EXERCISE DIRECTIONS:
Rewrite everything in the items below from the line containing "Task: put a single marker on each instance of the wooden" down through the line containing "[(269, 133), (301, 61), (107, 101)]" as a Markdown table with the columns Row and Line, numbering each line and leaving out blank ones. Include only those lines.

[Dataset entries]
════
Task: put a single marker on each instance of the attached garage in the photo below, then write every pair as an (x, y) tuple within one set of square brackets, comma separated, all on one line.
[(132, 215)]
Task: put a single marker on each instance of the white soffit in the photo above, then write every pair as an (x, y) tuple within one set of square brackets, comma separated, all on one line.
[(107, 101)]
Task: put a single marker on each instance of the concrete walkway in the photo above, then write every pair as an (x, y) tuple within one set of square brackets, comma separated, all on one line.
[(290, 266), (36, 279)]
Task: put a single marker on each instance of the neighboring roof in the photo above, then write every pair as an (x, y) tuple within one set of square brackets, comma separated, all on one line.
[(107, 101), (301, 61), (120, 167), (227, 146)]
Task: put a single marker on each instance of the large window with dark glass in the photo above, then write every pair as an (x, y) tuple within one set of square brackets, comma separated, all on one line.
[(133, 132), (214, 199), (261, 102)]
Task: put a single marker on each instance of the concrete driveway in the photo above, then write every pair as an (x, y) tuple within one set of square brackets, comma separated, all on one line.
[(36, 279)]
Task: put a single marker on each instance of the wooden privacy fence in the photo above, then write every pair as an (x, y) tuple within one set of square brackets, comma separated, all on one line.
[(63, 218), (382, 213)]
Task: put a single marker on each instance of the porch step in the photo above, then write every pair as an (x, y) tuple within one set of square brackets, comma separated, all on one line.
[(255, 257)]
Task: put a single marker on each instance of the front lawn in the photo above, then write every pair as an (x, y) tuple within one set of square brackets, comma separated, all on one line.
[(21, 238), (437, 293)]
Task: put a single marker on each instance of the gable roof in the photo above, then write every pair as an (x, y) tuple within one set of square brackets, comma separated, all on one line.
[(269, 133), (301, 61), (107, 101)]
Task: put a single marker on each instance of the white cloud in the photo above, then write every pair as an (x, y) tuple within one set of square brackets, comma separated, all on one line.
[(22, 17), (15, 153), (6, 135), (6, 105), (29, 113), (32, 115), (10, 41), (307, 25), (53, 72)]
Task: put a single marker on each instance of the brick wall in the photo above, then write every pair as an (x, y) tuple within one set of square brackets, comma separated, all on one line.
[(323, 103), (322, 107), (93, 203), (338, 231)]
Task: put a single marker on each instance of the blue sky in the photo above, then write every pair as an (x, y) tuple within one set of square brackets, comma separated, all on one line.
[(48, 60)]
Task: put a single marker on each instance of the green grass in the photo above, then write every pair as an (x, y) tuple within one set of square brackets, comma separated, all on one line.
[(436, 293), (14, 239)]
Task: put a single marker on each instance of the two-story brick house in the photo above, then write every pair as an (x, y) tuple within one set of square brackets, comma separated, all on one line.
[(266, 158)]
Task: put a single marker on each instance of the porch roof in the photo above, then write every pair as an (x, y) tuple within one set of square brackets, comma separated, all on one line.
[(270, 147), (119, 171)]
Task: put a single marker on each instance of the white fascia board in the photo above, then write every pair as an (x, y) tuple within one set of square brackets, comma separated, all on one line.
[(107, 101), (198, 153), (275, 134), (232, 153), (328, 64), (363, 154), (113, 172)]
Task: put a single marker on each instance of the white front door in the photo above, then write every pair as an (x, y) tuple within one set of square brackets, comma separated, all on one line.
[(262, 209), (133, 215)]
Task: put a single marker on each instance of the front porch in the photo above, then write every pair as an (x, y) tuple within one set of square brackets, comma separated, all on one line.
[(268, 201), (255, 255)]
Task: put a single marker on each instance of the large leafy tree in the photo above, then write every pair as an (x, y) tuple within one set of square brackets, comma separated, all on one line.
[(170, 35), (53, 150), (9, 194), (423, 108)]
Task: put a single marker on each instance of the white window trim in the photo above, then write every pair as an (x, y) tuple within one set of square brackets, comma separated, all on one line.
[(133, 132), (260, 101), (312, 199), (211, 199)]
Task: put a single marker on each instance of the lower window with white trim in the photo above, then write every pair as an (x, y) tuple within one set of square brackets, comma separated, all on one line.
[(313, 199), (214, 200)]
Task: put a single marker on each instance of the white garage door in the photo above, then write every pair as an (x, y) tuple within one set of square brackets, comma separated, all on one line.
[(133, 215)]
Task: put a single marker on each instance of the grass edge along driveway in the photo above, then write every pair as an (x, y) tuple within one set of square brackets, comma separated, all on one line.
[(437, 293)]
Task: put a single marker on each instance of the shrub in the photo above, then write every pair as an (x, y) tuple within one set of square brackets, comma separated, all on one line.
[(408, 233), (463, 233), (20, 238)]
════
OUTPUT FOR THIS TASK:
| Row | Line |
|---|---|
| 1 | Task: put a single marker on each instance of the wooden privacy fence in the photo above, then write every pair as an (x, y) tuple within one set of square brackets, comma separated, all on one line. |
| 2 | [(63, 218), (382, 213)] |
| 3 | Task: put a single marker on each instance of the porch step in the photo above, then write every pair as an (x, y) tuple within one set of square brackets, comma separated, all on one line. |
| 4 | [(255, 257)] |
| 5 | Task: put a single marker on each instance of the front lawn in the photo above, then write every pair as an (x, y) tuple within one set of square brackets, comma separated, all on one line. |
| 6 | [(21, 238), (437, 293)] |
| 7 | Task: put a single marker on each instance of the gable roof in the photo above, then write every pair as an (x, y) tuple within one set of square brackets, comma separated, all on one line. |
| 8 | [(269, 133), (301, 61), (107, 101)] |